Work to be completed: Continue the forum thread about living with dogs from its final sentence, extending CorgiPaws's post.

Passage:
################

We do live in the city...in a 800 square foot house. How do we manage? We don't have any issues being in close proximity to our dogs. We have lots of dog beds and a decent sized back yard. We take them where ever we can and on hikes a few times a week (when none of them are sick or hurt LOL, which has been happening a lot lately!). We also have one foster Dane living with us at any given point. We are talking about getting another puppy soon as well. We may appear to be crazy to most people, but I wouldn't have it any other way. We are happy, our dogs are happy and healthy and that is all that matters :wink: :biggrin:


----------



## CorgiPaws (Mar 31, 2009)

Where to begin?

Growing up with an insanely violent stepfather, I had one source of comfort, one friend- my neighbor's golden retriever, Colie. I was quite young when Colie's owners got divorced, and he moved away (preschool age) but the days I spent in my front yard with that dog left pawprints on my heart forever. I was forever more: a dog person.

################

Data extracts:
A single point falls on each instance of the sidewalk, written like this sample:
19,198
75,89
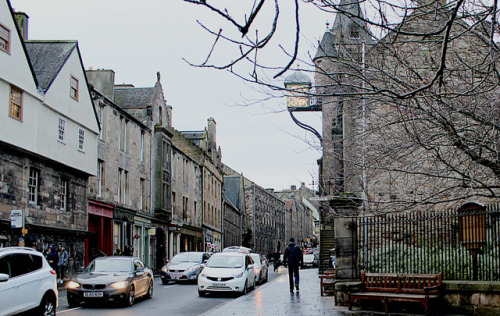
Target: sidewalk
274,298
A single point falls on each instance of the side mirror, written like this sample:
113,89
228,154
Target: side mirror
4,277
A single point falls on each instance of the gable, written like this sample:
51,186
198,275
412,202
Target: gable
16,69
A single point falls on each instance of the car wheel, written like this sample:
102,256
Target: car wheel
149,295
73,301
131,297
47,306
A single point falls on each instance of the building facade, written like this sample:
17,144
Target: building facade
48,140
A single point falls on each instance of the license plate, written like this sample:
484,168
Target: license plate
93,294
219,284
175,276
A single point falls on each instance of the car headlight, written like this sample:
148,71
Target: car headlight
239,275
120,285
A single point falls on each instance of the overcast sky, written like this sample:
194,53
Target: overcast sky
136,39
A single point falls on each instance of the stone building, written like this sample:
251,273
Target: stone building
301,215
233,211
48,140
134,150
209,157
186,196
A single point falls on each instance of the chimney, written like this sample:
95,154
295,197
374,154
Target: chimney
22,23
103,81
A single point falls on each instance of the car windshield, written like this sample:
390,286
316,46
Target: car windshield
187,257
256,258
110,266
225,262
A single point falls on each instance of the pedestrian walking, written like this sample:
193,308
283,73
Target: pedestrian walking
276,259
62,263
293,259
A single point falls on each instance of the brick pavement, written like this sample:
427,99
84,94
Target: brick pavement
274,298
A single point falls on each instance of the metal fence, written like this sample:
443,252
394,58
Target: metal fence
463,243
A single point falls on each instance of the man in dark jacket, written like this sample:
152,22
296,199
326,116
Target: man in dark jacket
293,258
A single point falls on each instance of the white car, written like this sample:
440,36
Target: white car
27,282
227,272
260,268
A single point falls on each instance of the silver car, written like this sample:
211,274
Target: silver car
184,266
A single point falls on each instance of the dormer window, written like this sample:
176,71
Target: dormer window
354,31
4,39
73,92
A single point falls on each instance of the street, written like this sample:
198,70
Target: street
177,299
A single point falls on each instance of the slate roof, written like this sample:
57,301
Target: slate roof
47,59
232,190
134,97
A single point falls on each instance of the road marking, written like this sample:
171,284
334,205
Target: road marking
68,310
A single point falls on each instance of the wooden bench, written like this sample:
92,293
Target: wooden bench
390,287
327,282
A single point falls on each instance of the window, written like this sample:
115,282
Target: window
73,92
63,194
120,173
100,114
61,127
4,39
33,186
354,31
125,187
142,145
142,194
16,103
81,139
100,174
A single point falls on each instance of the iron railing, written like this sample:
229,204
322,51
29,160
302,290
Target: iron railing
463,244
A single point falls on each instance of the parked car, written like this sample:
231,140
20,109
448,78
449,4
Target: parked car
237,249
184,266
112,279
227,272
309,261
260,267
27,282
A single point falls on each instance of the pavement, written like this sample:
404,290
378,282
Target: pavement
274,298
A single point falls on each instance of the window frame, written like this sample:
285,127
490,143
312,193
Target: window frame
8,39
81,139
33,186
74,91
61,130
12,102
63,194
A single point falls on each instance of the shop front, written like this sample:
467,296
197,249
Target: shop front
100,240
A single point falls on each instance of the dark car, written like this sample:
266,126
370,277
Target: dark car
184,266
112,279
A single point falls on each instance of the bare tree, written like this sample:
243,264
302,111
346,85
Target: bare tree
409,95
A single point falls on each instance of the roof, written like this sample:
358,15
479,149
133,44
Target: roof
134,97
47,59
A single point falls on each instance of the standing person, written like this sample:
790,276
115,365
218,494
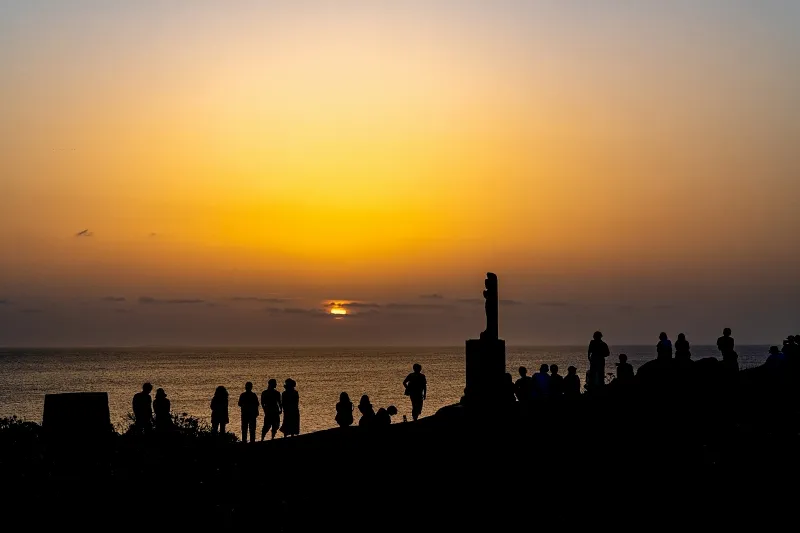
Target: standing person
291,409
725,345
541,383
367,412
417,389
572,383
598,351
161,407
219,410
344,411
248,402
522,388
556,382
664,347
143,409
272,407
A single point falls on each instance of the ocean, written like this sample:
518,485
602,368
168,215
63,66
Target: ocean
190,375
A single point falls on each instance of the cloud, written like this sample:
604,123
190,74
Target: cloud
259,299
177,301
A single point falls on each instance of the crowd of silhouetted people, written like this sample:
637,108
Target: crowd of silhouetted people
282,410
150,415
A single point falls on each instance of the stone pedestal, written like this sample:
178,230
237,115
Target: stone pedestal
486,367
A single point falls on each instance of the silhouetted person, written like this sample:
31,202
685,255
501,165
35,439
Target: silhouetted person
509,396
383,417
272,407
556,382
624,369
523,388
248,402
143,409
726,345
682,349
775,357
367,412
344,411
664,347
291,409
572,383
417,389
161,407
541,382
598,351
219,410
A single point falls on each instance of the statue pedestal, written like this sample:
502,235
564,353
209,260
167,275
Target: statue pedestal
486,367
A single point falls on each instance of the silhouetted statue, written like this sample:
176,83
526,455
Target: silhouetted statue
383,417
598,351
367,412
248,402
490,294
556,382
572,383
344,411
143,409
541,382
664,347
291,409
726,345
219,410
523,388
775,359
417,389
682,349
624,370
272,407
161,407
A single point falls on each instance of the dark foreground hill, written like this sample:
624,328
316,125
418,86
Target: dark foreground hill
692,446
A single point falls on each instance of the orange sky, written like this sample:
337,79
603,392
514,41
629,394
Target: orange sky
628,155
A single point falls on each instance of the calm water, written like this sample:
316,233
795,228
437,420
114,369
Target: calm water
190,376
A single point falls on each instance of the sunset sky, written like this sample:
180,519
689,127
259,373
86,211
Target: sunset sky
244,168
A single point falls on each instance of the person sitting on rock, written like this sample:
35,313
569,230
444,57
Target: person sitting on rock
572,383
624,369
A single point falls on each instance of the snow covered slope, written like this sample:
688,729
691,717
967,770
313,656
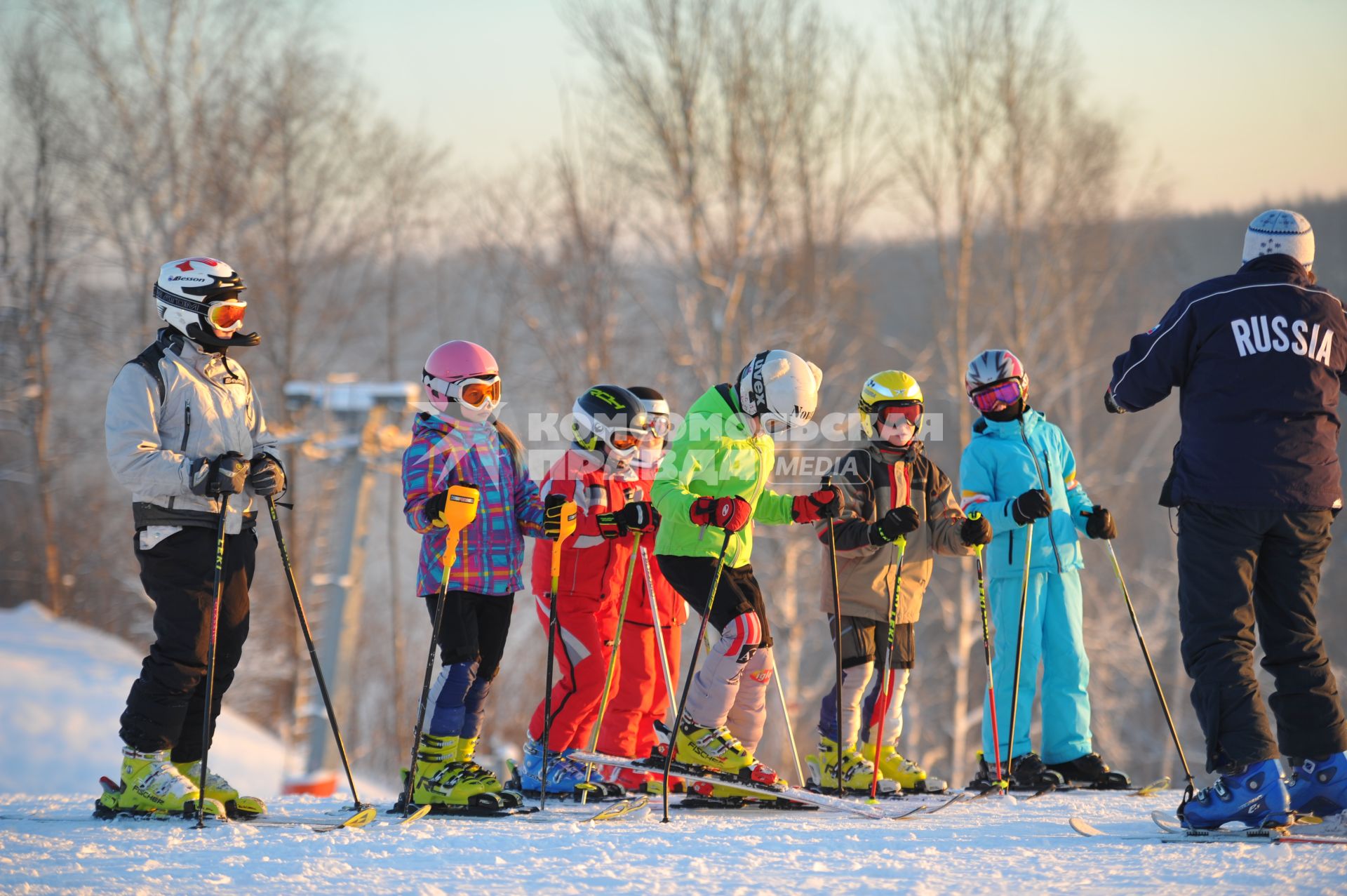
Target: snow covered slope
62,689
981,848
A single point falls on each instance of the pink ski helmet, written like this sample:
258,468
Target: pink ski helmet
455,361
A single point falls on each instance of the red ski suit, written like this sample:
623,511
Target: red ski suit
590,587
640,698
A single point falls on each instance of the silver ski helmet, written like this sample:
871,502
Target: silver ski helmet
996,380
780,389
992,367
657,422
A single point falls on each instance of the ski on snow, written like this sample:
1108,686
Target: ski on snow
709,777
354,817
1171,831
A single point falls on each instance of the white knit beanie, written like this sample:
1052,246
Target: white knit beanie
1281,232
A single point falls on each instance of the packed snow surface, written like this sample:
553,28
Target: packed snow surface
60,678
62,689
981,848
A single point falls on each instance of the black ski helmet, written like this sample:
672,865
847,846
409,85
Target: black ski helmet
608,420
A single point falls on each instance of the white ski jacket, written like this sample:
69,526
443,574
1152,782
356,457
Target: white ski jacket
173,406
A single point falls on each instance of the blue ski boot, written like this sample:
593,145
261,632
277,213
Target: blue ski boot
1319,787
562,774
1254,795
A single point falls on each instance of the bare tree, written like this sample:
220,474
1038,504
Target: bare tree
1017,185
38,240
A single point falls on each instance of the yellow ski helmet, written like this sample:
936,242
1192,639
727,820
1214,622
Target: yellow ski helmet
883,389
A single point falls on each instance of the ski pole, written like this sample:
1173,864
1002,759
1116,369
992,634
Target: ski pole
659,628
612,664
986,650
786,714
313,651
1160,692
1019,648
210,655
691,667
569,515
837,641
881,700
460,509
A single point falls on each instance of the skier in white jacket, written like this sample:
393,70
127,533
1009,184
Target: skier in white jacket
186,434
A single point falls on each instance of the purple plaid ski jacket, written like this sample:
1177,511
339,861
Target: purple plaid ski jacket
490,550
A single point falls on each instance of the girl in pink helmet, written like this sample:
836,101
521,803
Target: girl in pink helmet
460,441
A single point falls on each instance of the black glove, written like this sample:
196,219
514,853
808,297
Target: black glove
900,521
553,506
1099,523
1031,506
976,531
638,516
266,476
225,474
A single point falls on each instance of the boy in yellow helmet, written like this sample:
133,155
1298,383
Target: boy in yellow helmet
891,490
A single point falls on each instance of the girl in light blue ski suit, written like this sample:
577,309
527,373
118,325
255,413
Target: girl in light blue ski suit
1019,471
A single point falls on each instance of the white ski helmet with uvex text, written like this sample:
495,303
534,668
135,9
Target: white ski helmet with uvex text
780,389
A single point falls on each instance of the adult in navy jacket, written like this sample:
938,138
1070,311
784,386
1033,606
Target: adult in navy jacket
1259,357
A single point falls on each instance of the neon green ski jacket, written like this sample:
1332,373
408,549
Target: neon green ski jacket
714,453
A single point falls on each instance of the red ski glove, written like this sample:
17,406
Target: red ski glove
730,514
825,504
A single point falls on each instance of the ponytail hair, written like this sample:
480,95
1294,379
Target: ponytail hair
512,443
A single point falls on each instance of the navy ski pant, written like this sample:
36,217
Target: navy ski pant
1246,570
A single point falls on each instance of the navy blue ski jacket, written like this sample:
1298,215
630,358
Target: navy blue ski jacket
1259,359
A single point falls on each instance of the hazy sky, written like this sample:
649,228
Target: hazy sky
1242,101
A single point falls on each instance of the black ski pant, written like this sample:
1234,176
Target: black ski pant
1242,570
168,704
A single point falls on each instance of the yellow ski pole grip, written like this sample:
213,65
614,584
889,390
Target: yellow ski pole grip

################

Result below:
I wish I could say I had some incredible connection with my childhood Beagle, I love him dearly, but it wasn't until Champ walked into my life I really understood how deep the bond can go. I won't go into detail, as it's not necessary, and in the past, but Champ saved my life quite litterally when I was attacked with a knife by my ex boyfriend. He wasn't "my dog" before that, in fact, he was my ex's dog. But the moment his sunken in skeleton of a hollow body powerfully forced this man away from me, Champ was mine. I took him in, I brought him from Protland back to San Diego with me, and we spent the next year healing eachother. Champ had really severe male fear aggression, and I had a severe internal MRSA breakout that nearly took my life. My doctors told me to go home, and enjoy what little time I had left. I dedicated this time to helping Champ become adoptable, so he could have the kind of home he deserved. After all, I owed him everything. The doctors were baffled that my body was able to fight the infection, but I know it was Champ believing in me and trusting me that gave me the strength to do it. Champ wasn't the breed of dog I wanted, nor the size of dog I wanted. He didn't have the general personality I thought I wanted. But there's something between me and Champ, that no matter how frustrated I get, no matter how difficult his protectiveness is to deal with, we need eachother, and as long as we're together, everything is okay. 

So, why dogs? Because I can not describe who I am without mentioning Champ, who made it possible for me to live. 









I can not tell you about myself without mentioning Grissom's fuzzy butt, and that wiggle that melts my heart. 









Because I can not describe true happiness without including Annie's warm body snuggled between me and my husband at night.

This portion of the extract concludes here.